[Opening EXCERPT TO READ section]
- Born: Claire Lucy Dwyer 24 December 1964 Letchworth, Hertfordshire, England
- Died: 14 July 2019 (aged 54) Ealing, London, England
- Education: University of Oxford (BA) University of Nottingham (PGCE) Syracuse University (MA) University College London (PhD)
- Scientific career
- Fields: Human geography
- Institutions: University College London
- Thesis: Construction and contestations of Islam : questions of identity for young British Muslim women (1997)
- Website: ucl.ac.uk/social-historical-sciences/claire-dwyer

= Claire Dwyer =

British geographer and academic (1964–2019)

Claire Lucy Dwyer (24 December 1964 – 14 July 2019) was a British academic, geographer and Professor of human geography at University College London until her death in 2019.

== Early life and education ==
Dwyer was born in Letchworth on 24 December 1964 to Michael Dwyer and Brenda (nee Jacques). Her father was a research engineer and her mother was a teacher.
[Closing EXCERPT TO READ section]
[Opening DATA UNDER STUDY section]
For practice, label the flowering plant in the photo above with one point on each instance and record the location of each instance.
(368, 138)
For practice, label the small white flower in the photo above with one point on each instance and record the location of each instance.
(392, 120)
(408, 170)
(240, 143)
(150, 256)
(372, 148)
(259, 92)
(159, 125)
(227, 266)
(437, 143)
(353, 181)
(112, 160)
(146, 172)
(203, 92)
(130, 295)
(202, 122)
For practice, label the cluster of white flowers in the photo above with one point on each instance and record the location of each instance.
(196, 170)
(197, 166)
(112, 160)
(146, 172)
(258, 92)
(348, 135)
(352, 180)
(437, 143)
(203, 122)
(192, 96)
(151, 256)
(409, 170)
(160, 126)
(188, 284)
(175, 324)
[Closing DATA UNDER STUDY section]
• [WORK TASK A]
Do these statements agree with the Claire Dwyer biography? Answer yes or no for each, quoting the deciding words of the biography. (i) Dwyer was born in Letchworth. (ii) Dwyer's father was a teacher. (iii) Dwyer was Professor of human geography at University College London until her death.
• [WORK TASK B]
Return the stretch of the Claire Dwyer biography from "- Scientific career" through "Muslim women (1997)", copied word for word.

• [RESULT A]
(i) Yes: "Dwyer was born in Letchworth on 24 December 1964"
(ii) No: "Her father was a research engineer and her mother was a teacher."
(iii) Yes: "Professor of human geography at University College London until her death in 2019"

• [RESULT B]
- Scientific career
- Fields: Human geography
- Institutions: University College London
- Thesis: Construction and contestations of Islam : questions of identity for young British Muslim women (1997)